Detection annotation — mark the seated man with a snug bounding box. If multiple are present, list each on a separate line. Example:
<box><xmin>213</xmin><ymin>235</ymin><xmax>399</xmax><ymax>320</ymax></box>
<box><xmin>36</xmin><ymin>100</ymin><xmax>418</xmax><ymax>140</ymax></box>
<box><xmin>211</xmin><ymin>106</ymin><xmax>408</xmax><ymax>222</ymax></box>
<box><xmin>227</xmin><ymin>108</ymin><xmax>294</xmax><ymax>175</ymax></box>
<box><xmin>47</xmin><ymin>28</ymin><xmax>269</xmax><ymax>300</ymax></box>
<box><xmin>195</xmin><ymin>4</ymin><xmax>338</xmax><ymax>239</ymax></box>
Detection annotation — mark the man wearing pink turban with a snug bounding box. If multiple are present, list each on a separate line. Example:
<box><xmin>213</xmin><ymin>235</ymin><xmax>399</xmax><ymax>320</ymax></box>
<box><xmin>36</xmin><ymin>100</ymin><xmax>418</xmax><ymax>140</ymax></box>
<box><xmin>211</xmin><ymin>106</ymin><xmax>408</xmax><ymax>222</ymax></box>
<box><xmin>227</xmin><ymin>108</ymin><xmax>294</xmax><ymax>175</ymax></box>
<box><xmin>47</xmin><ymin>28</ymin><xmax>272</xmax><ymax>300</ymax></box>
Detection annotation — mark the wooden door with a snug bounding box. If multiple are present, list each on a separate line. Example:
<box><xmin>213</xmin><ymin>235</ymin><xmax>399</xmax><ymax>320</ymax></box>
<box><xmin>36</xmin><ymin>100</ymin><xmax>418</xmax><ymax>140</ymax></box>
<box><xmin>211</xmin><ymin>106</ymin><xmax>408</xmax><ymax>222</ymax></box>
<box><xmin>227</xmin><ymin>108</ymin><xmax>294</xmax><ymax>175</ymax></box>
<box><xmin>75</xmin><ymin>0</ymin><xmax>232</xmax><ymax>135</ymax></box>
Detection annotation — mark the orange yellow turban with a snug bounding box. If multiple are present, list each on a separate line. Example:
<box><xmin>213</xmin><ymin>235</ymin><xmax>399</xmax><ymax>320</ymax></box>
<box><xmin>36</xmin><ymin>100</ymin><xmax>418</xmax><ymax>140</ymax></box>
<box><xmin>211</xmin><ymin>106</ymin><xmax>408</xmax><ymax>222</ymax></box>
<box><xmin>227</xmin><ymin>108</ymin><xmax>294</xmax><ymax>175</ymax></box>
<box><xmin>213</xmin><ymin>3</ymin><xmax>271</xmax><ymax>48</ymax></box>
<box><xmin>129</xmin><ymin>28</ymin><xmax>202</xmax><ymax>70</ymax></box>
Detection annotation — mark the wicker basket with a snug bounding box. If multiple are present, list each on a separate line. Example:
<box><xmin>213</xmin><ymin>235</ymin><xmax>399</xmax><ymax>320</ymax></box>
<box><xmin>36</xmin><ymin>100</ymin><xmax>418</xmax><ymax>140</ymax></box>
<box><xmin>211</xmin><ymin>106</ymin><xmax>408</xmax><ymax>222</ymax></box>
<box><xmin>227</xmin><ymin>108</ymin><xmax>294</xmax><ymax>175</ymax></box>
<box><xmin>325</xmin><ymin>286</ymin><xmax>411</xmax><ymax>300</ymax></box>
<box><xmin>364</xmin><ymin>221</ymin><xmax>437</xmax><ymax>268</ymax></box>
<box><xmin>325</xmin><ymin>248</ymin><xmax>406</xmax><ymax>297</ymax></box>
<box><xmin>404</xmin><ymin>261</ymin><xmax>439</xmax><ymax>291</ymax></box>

+ + +

• [Goal] Rewrite all of the data above, replacing every "snug" with "tight" and keeping everything else unchanged.

• [Written response]
Detection annotation — mark the seated man with a tight bounding box. If multiple are present, list each on a separate line. Example:
<box><xmin>213</xmin><ymin>235</ymin><xmax>399</xmax><ymax>320</ymax></box>
<box><xmin>36</xmin><ymin>100</ymin><xmax>418</xmax><ymax>140</ymax></box>
<box><xmin>211</xmin><ymin>106</ymin><xmax>408</xmax><ymax>222</ymax></box>
<box><xmin>227</xmin><ymin>108</ymin><xmax>294</xmax><ymax>175</ymax></box>
<box><xmin>47</xmin><ymin>28</ymin><xmax>269</xmax><ymax>300</ymax></box>
<box><xmin>195</xmin><ymin>4</ymin><xmax>338</xmax><ymax>239</ymax></box>
Detection annotation — mark the man wearing pink turban with a tight bounding box. If multiple are present, list each on a separate line. Example:
<box><xmin>213</xmin><ymin>235</ymin><xmax>399</xmax><ymax>320</ymax></box>
<box><xmin>36</xmin><ymin>100</ymin><xmax>418</xmax><ymax>140</ymax></box>
<box><xmin>211</xmin><ymin>106</ymin><xmax>408</xmax><ymax>222</ymax></box>
<box><xmin>227</xmin><ymin>108</ymin><xmax>294</xmax><ymax>175</ymax></box>
<box><xmin>47</xmin><ymin>28</ymin><xmax>272</xmax><ymax>300</ymax></box>
Detection annotation — mark the wooden door with a tight bounding box. If multiple are present, list each on a separate line. Example:
<box><xmin>213</xmin><ymin>235</ymin><xmax>399</xmax><ymax>320</ymax></box>
<box><xmin>36</xmin><ymin>100</ymin><xmax>418</xmax><ymax>140</ymax></box>
<box><xmin>211</xmin><ymin>106</ymin><xmax>408</xmax><ymax>222</ymax></box>
<box><xmin>227</xmin><ymin>108</ymin><xmax>294</xmax><ymax>175</ymax></box>
<box><xmin>75</xmin><ymin>0</ymin><xmax>232</xmax><ymax>135</ymax></box>
Detection annotation — mark the orange yellow turban with a tight bounding box. If multiple are present, list each on a separate line. Example:
<box><xmin>213</xmin><ymin>235</ymin><xmax>399</xmax><ymax>320</ymax></box>
<box><xmin>36</xmin><ymin>100</ymin><xmax>418</xmax><ymax>140</ymax></box>
<box><xmin>211</xmin><ymin>106</ymin><xmax>408</xmax><ymax>222</ymax></box>
<box><xmin>227</xmin><ymin>108</ymin><xmax>294</xmax><ymax>175</ymax></box>
<box><xmin>213</xmin><ymin>3</ymin><xmax>271</xmax><ymax>48</ymax></box>
<box><xmin>129</xmin><ymin>28</ymin><xmax>202</xmax><ymax>70</ymax></box>
Detection annotation — mark the wicker basket with a tight bounding box. If multiple are present, list each on a separate line. Example:
<box><xmin>213</xmin><ymin>235</ymin><xmax>399</xmax><ymax>320</ymax></box>
<box><xmin>36</xmin><ymin>100</ymin><xmax>418</xmax><ymax>140</ymax></box>
<box><xmin>211</xmin><ymin>106</ymin><xmax>408</xmax><ymax>222</ymax></box>
<box><xmin>227</xmin><ymin>108</ymin><xmax>294</xmax><ymax>175</ymax></box>
<box><xmin>325</xmin><ymin>286</ymin><xmax>411</xmax><ymax>300</ymax></box>
<box><xmin>364</xmin><ymin>221</ymin><xmax>437</xmax><ymax>268</ymax></box>
<box><xmin>325</xmin><ymin>248</ymin><xmax>406</xmax><ymax>297</ymax></box>
<box><xmin>404</xmin><ymin>261</ymin><xmax>439</xmax><ymax>291</ymax></box>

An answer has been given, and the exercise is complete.